Entries taken from a collection:
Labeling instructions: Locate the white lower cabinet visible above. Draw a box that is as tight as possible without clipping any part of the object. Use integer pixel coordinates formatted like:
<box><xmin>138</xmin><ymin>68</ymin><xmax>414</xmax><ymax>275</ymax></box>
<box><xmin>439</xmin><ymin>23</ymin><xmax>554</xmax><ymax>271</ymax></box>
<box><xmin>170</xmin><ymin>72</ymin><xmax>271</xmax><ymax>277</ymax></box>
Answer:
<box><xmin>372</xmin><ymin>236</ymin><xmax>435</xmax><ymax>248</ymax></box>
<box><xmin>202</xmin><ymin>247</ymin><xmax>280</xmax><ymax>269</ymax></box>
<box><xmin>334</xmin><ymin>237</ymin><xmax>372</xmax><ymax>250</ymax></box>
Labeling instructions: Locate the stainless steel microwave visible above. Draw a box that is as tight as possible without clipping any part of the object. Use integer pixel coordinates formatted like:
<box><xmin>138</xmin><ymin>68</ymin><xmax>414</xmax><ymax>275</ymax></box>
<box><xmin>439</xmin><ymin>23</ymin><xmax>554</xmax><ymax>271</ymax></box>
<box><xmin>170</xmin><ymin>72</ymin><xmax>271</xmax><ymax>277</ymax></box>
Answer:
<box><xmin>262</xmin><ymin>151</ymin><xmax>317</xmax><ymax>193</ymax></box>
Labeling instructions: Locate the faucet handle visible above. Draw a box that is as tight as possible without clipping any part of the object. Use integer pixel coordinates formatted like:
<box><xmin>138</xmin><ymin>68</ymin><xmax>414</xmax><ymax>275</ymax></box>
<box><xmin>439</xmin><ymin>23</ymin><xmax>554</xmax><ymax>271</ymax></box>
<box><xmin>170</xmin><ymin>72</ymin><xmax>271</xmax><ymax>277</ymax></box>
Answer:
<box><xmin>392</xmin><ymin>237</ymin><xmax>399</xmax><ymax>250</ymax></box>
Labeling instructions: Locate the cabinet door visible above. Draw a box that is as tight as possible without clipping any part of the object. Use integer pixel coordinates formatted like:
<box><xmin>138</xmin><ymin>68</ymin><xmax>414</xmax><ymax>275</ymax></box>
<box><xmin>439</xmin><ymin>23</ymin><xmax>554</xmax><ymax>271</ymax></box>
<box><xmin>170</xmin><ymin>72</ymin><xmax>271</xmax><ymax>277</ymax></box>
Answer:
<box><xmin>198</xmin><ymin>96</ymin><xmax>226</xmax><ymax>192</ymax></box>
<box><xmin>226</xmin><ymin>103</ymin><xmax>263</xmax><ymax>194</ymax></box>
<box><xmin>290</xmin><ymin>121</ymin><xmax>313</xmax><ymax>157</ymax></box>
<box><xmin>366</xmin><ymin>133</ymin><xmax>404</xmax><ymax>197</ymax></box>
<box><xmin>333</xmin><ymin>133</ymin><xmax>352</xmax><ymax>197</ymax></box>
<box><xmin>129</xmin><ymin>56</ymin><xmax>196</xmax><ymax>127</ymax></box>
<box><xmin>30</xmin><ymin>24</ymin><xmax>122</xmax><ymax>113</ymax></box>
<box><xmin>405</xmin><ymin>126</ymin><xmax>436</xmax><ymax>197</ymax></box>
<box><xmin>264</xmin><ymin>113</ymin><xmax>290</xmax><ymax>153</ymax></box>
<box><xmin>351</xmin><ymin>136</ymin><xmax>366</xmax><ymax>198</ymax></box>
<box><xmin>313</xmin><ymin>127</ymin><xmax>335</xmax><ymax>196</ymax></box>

• INSTRUCTIONS TO FOLLOW: Each of the records should be retyped exactly.

• EXPECTED OUTPUT:
Labeling instructions: Locate the white lower cabinet visible above. Draw a box that is as tight as possible without clipping any part of the object. Use integer pixel coordinates formatted like:
<box><xmin>138</xmin><ymin>68</ymin><xmax>414</xmax><ymax>275</ymax></box>
<box><xmin>439</xmin><ymin>23</ymin><xmax>554</xmax><ymax>271</ymax></box>
<box><xmin>170</xmin><ymin>72</ymin><xmax>271</xmax><ymax>277</ymax></box>
Answer:
<box><xmin>372</xmin><ymin>236</ymin><xmax>435</xmax><ymax>248</ymax></box>
<box><xmin>202</xmin><ymin>247</ymin><xmax>280</xmax><ymax>269</ymax></box>
<box><xmin>334</xmin><ymin>237</ymin><xmax>372</xmax><ymax>250</ymax></box>
Labeling instructions: Locate the stainless steel microwave visible above. Draw a box that is as tight as possible without clipping any part of the object. Use integer pixel coordinates formatted like:
<box><xmin>138</xmin><ymin>68</ymin><xmax>414</xmax><ymax>275</ymax></box>
<box><xmin>439</xmin><ymin>23</ymin><xmax>554</xmax><ymax>271</ymax></box>
<box><xmin>170</xmin><ymin>72</ymin><xmax>271</xmax><ymax>277</ymax></box>
Answer:
<box><xmin>262</xmin><ymin>151</ymin><xmax>317</xmax><ymax>193</ymax></box>
Labeling instructions: Locate the faucet handle visible above. Draw a box that is as tight as possible without clipping any part of the object. Use integer pixel coordinates formatted like:
<box><xmin>138</xmin><ymin>68</ymin><xmax>414</xmax><ymax>275</ymax></box>
<box><xmin>439</xmin><ymin>23</ymin><xmax>554</xmax><ymax>271</ymax></box>
<box><xmin>170</xmin><ymin>72</ymin><xmax>271</xmax><ymax>277</ymax></box>
Answer:
<box><xmin>392</xmin><ymin>237</ymin><xmax>399</xmax><ymax>250</ymax></box>
Labeling instructions: Locate the cabinet door visible above. Draw a box that is as tight as possible without clipping any part of the object. Use integer pixel coordinates formatted like:
<box><xmin>138</xmin><ymin>68</ymin><xmax>414</xmax><ymax>275</ymax></box>
<box><xmin>439</xmin><ymin>23</ymin><xmax>554</xmax><ymax>271</ymax></box>
<box><xmin>170</xmin><ymin>72</ymin><xmax>271</xmax><ymax>277</ymax></box>
Answer:
<box><xmin>198</xmin><ymin>96</ymin><xmax>226</xmax><ymax>192</ymax></box>
<box><xmin>226</xmin><ymin>103</ymin><xmax>263</xmax><ymax>194</ymax></box>
<box><xmin>290</xmin><ymin>121</ymin><xmax>313</xmax><ymax>157</ymax></box>
<box><xmin>366</xmin><ymin>133</ymin><xmax>404</xmax><ymax>197</ymax></box>
<box><xmin>333</xmin><ymin>133</ymin><xmax>352</xmax><ymax>197</ymax></box>
<box><xmin>129</xmin><ymin>56</ymin><xmax>196</xmax><ymax>127</ymax></box>
<box><xmin>30</xmin><ymin>24</ymin><xmax>122</xmax><ymax>113</ymax></box>
<box><xmin>405</xmin><ymin>126</ymin><xmax>436</xmax><ymax>197</ymax></box>
<box><xmin>264</xmin><ymin>113</ymin><xmax>290</xmax><ymax>153</ymax></box>
<box><xmin>351</xmin><ymin>136</ymin><xmax>366</xmax><ymax>198</ymax></box>
<box><xmin>313</xmin><ymin>127</ymin><xmax>335</xmax><ymax>196</ymax></box>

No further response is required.